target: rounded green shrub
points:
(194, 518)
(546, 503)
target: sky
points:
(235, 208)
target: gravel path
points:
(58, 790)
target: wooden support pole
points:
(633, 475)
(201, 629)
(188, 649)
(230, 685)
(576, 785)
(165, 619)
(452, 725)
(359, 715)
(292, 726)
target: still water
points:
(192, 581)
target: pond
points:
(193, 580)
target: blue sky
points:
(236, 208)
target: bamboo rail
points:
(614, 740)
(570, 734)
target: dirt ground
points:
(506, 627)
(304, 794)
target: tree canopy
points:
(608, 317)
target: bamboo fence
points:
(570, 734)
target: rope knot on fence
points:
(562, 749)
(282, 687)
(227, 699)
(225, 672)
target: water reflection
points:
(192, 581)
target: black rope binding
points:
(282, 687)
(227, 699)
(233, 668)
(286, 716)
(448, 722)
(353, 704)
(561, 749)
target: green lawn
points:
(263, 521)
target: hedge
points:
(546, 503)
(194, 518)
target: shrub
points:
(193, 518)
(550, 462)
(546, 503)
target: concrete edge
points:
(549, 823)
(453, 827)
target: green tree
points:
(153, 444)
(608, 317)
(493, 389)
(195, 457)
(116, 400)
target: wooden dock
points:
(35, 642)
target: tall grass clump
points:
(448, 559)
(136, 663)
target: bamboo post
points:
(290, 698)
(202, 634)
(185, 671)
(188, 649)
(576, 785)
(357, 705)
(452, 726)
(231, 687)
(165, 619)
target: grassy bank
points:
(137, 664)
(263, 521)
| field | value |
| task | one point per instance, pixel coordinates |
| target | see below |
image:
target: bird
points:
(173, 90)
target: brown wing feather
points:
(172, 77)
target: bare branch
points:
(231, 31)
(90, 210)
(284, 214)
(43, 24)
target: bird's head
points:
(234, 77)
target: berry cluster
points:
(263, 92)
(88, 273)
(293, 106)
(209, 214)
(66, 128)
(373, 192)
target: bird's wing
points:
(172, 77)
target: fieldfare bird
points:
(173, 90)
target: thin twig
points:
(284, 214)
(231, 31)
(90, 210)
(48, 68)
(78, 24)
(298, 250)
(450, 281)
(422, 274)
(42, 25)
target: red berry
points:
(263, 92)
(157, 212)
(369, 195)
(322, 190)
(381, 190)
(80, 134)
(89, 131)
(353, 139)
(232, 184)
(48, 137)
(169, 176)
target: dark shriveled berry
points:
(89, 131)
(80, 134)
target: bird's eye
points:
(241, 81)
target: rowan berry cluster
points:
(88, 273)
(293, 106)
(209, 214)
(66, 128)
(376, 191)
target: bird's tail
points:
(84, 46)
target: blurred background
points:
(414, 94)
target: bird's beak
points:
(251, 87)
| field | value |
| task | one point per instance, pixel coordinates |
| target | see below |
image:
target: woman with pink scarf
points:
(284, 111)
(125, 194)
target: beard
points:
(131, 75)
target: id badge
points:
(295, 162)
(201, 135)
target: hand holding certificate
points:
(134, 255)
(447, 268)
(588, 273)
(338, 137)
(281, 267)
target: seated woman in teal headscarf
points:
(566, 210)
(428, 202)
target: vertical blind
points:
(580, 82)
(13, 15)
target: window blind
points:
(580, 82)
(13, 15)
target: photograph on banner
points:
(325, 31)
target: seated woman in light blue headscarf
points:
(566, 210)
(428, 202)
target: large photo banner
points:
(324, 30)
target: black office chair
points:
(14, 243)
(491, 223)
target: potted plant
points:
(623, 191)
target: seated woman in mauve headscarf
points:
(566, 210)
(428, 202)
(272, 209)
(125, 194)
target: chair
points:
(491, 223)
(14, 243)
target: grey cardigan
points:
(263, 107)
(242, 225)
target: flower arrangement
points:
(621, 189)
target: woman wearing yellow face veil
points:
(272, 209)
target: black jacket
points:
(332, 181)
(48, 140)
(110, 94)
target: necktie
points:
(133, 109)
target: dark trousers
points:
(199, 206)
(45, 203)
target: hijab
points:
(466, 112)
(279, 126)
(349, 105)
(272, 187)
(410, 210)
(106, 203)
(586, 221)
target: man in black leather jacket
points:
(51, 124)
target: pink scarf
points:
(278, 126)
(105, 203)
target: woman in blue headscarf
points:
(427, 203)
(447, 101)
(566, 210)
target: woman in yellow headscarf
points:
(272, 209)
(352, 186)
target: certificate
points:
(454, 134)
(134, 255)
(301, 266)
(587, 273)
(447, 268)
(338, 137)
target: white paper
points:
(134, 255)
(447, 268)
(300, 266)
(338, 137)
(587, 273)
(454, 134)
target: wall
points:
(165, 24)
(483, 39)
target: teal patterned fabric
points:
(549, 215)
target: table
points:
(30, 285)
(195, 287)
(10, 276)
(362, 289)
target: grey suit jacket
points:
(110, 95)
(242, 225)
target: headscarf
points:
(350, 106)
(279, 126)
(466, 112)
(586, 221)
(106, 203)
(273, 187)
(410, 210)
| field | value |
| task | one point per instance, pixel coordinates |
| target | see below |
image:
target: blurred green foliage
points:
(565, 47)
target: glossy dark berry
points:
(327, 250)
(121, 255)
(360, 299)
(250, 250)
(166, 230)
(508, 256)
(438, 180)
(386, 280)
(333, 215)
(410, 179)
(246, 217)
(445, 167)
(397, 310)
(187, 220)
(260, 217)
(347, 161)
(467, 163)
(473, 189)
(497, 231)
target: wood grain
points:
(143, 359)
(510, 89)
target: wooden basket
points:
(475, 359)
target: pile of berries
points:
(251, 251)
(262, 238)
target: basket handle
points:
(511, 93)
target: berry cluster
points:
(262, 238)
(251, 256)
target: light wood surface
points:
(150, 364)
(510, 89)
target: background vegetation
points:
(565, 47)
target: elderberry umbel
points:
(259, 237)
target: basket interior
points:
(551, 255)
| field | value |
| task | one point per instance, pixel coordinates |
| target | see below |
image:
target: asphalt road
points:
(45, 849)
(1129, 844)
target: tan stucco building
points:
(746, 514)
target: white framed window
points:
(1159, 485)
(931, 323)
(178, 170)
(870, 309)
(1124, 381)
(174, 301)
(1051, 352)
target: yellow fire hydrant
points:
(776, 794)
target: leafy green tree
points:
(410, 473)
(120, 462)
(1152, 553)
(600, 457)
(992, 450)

+ + + + + + +

◆ What you have to do: Output the records exactly.

◆ Result of the task:
target: rounded green shrub
points:
(194, 518)
(546, 503)
target: sky
points:
(235, 208)
target: gravel path
points:
(58, 790)
target: wooden support pole
points:
(633, 475)
(201, 629)
(188, 649)
(230, 685)
(576, 785)
(165, 619)
(452, 725)
(359, 715)
(292, 726)
target: still water
points:
(192, 581)
target: pond
points:
(193, 580)
target: blue sky
points:
(236, 208)
target: bamboo rail
points:
(614, 740)
(570, 734)
target: dirt ground
points:
(506, 627)
(304, 794)
target: tree canopy
points:
(608, 317)
target: bamboo fence
points:
(570, 734)
target: rope knot on fence
points:
(562, 749)
(282, 687)
(227, 699)
(225, 672)
target: water reflection
points:
(192, 581)
target: black rope binding
points:
(282, 687)
(227, 699)
(233, 668)
(286, 716)
(448, 722)
(353, 704)
(561, 749)
target: green lawn
points:
(263, 521)
target: hedge
points:
(546, 503)
(194, 518)
target: shrub
points:
(193, 518)
(550, 462)
(546, 503)
target: concrete edge
points:
(549, 823)
(453, 827)
target: green tree
points:
(153, 444)
(608, 317)
(493, 389)
(195, 457)
(116, 400)
target: wooden dock
points:
(35, 642)
target: tall grass clump
points:
(448, 559)
(136, 663)
target: bamboo post
points:
(290, 698)
(202, 634)
(185, 671)
(188, 649)
(576, 785)
(357, 705)
(452, 726)
(231, 687)
(165, 619)
target: grassy bank
points:
(137, 664)
(263, 521)
| field | value |
| task | one point per instance, pixel coordinates |
| target | see below |
image:
target: bird
points:
(173, 90)
target: brown wing feather
points:
(172, 77)
target: bare branch
points:
(231, 31)
(90, 210)
(284, 214)
(43, 24)
target: bird's head
points:
(234, 77)
target: berry cluster
points:
(263, 92)
(88, 273)
(293, 106)
(209, 214)
(66, 128)
(373, 192)
target: bird's wing
points:
(172, 77)
target: fieldfare bird
points:
(173, 90)
target: thin twig
points:
(284, 214)
(231, 31)
(90, 210)
(48, 68)
(78, 24)
(298, 250)
(450, 281)
(422, 274)
(42, 25)
target: red berry
points:
(263, 92)
(157, 212)
(369, 195)
(322, 190)
(381, 190)
(80, 134)
(89, 131)
(353, 139)
(232, 184)
(48, 137)
(169, 176)
target: dark shriveled berry
points:
(89, 131)
(80, 134)
target: bird's eye
points:
(241, 81)
target: rowan berry cluster
points:
(88, 273)
(293, 106)
(209, 214)
(66, 128)
(376, 191)
target: bird's tail
points:
(84, 46)
target: blurred background
points:
(414, 94)
target: bird's beak
points:
(251, 87)
| field | value |
| task | one point per instance, pixel coordinates |
| target | see below |
image:
target: woman with pink scarf
points:
(284, 111)
(125, 194)
target: beard
points:
(131, 75)
target: id badge
points:
(295, 162)
(201, 135)
target: hand holding certificate
points:
(134, 255)
(447, 268)
(588, 273)
(338, 137)
(281, 267)
target: seated woman in teal headscarf
points:
(566, 210)
(428, 202)
target: vertical blind
points:
(580, 82)
(13, 15)
target: window blind
points:
(580, 82)
(13, 15)
target: photograph on banner
points:
(325, 31)
target: seated woman in light blue headscarf
points:
(566, 210)
(428, 202)
target: large photo banner
points:
(324, 30)
target: black office chair
points:
(14, 243)
(491, 223)
target: potted plant
points:
(623, 191)
target: seated woman in mauve headscarf
points:
(566, 210)
(428, 202)
(272, 209)
(125, 194)
target: chair
points:
(491, 223)
(14, 243)
target: grey cardigan
points:
(263, 107)
(242, 225)
target: flower arrangement
points:
(621, 189)
target: woman wearing yellow face veil
points:
(272, 209)
target: black jacket
points:
(332, 181)
(48, 140)
(110, 94)
target: necktie
points:
(133, 109)
target: dark trousers
points:
(199, 206)
(45, 203)
target: hijab
points:
(466, 112)
(279, 126)
(349, 105)
(272, 187)
(410, 210)
(106, 203)
(586, 221)
target: man in black leather jacket
points:
(51, 124)
target: pink scarf
points:
(278, 126)
(105, 203)
target: woman in blue headscarf
points:
(427, 203)
(447, 101)
(566, 210)
target: woman in yellow headscarf
points:
(272, 209)
(352, 186)
target: certificate
points:
(454, 134)
(134, 255)
(301, 266)
(587, 273)
(447, 268)
(338, 137)
target: white paper
points:
(134, 255)
(447, 268)
(300, 266)
(338, 137)
(587, 273)
(454, 134)
target: wall
points:
(165, 24)
(483, 39)
target: teal patterned fabric
points:
(549, 215)
target: table
points:
(30, 285)
(195, 287)
(10, 276)
(362, 289)
target: grey suit jacket
points:
(110, 95)
(242, 225)
target: headscarf
points:
(350, 106)
(279, 126)
(466, 112)
(586, 221)
(106, 203)
(273, 187)
(410, 210)
| field | value |
| task | one point per instance, pixel coordinates |
| target | see below |
image:
target: blurred green foliage
points:
(565, 47)
target: glossy dark berry
points:
(327, 250)
(121, 255)
(360, 299)
(250, 250)
(166, 230)
(508, 256)
(438, 180)
(386, 280)
(333, 215)
(410, 179)
(246, 217)
(445, 167)
(397, 310)
(187, 220)
(260, 217)
(347, 161)
(467, 163)
(473, 189)
(497, 231)
target: wood grain
points:
(143, 359)
(510, 89)
target: wooden basket
points:
(475, 359)
target: pile of berries
points:
(251, 251)
(262, 238)
target: basket handle
points:
(511, 93)
target: berry cluster
points:
(262, 238)
(251, 256)
target: light wood surface
points:
(150, 364)
(510, 89)
target: background vegetation
points:
(565, 47)
target: elderberry umbel
points:
(259, 237)
target: basket interior
points:
(551, 255)
| field | value |
| task | one point per instance, pixel coordinates |
| target | see below |
image:
target: asphalt road
points:
(45, 849)
(1129, 844)
target: tan stucco building
points:
(746, 514)
target: white framed window
points:
(1159, 485)
(931, 323)
(178, 170)
(870, 309)
(1124, 381)
(174, 301)
(1051, 352)
target: yellow fire hydrant
points:
(776, 794)
target: leafy green tree
points:
(410, 473)
(120, 462)
(1152, 553)
(600, 457)
(992, 450)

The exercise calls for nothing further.